>>>>>

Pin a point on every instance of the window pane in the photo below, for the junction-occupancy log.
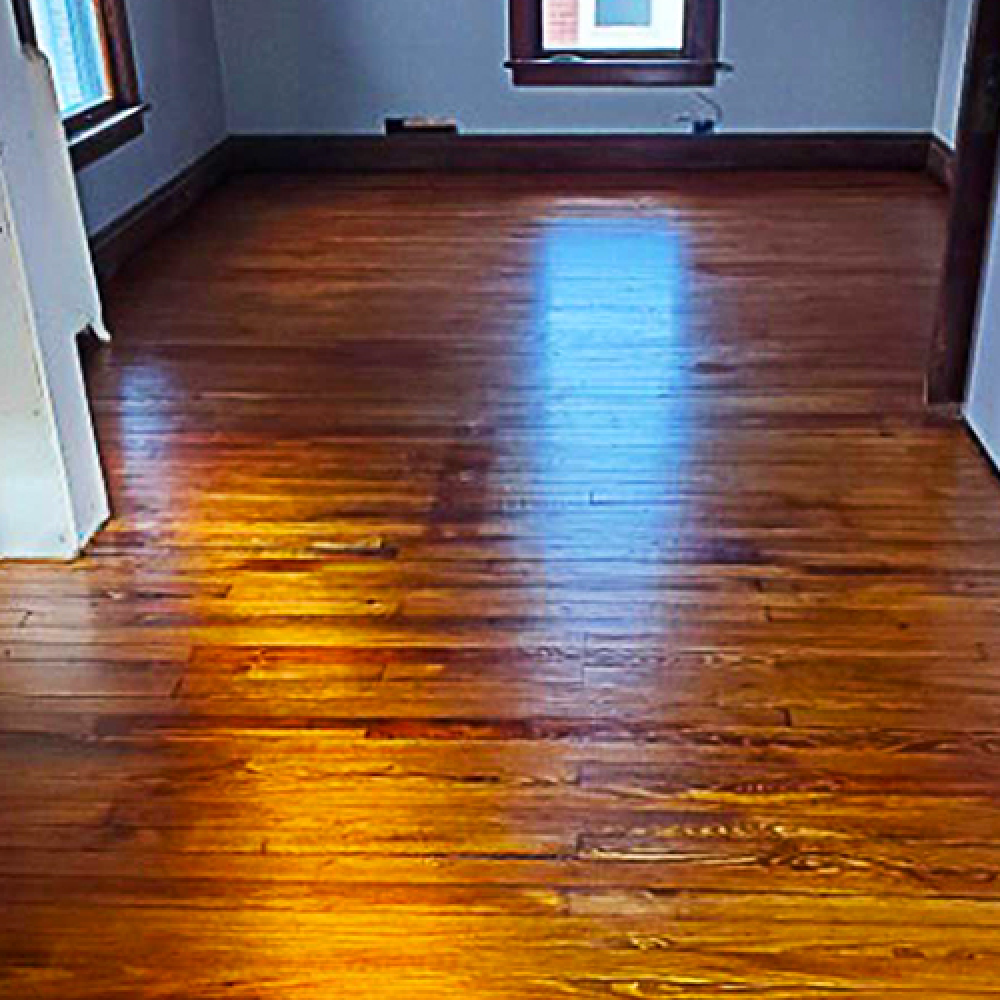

<<<<<
>>>>>

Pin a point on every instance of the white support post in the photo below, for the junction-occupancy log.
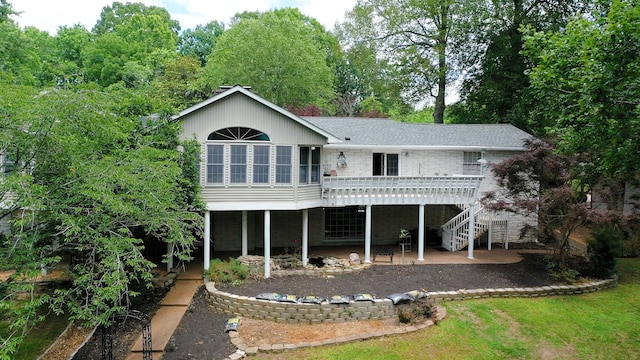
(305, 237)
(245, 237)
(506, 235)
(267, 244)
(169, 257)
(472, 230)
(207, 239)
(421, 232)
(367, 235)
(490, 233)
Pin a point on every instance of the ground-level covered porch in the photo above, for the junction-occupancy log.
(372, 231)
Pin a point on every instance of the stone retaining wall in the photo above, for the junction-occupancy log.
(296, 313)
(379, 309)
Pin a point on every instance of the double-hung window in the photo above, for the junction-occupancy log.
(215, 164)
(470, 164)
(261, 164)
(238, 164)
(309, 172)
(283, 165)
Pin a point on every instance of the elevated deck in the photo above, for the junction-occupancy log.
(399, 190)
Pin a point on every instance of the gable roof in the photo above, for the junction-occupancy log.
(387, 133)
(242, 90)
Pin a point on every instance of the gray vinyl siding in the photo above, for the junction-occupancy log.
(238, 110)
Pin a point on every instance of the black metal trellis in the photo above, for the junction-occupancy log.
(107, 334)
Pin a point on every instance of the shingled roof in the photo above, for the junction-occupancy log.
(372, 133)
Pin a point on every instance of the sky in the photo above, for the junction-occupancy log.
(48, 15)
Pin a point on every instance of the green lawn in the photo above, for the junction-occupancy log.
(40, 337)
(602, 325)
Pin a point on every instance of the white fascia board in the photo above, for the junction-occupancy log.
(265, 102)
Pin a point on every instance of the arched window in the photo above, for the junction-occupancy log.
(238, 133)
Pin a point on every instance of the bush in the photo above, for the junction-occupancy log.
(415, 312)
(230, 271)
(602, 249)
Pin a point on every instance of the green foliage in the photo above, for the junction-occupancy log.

<<<<<

[Opdracht] Haal uit de gegevens hierboven elke regel waarin het woord "below" staat, en zet die regels hieronder.

[Het antwoord]
Pin a point on every instance of the window pane in the photo below, for the junction-occupancy log.
Pin a point on every instance of the white support post in the photo below, for the junction-occupancy log.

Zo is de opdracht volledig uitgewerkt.